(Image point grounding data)
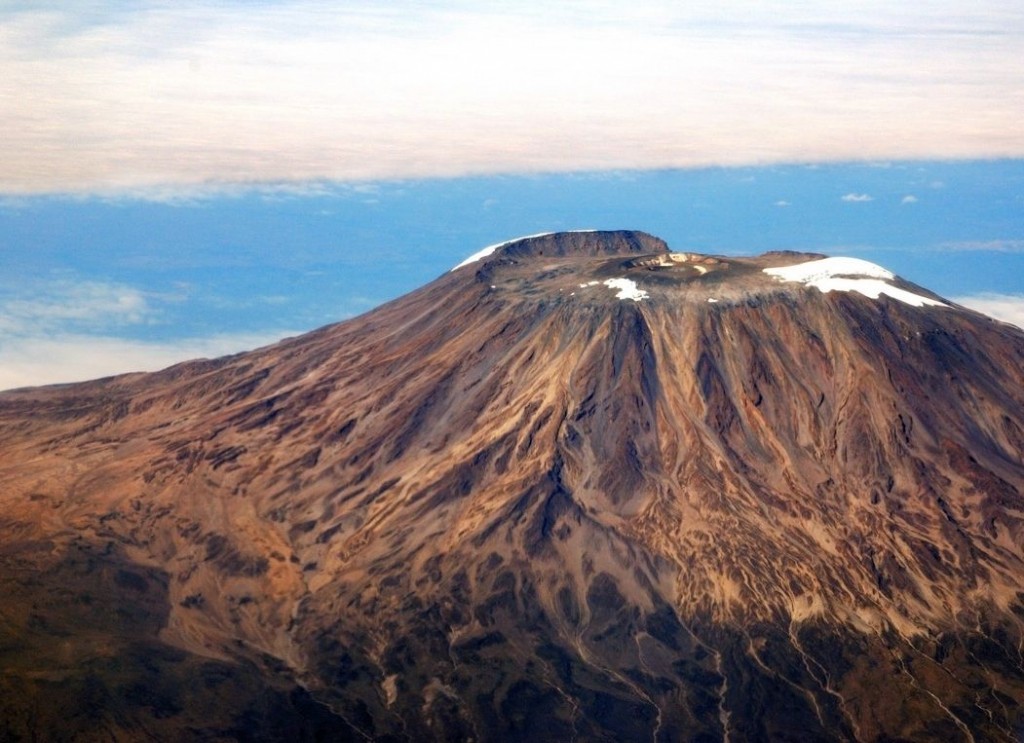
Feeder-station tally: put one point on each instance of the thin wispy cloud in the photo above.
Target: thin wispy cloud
(1005, 307)
(988, 246)
(64, 304)
(76, 357)
(193, 94)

● What you should do:
Reproduce the entries exactly. Do not carry over any picture.

● Problem solution:
Feeder-station tally: put one point on each instance of the thin wispy cloud in the photo above.
Target: thin wispy cloud
(1005, 307)
(988, 246)
(64, 304)
(76, 357)
(193, 94)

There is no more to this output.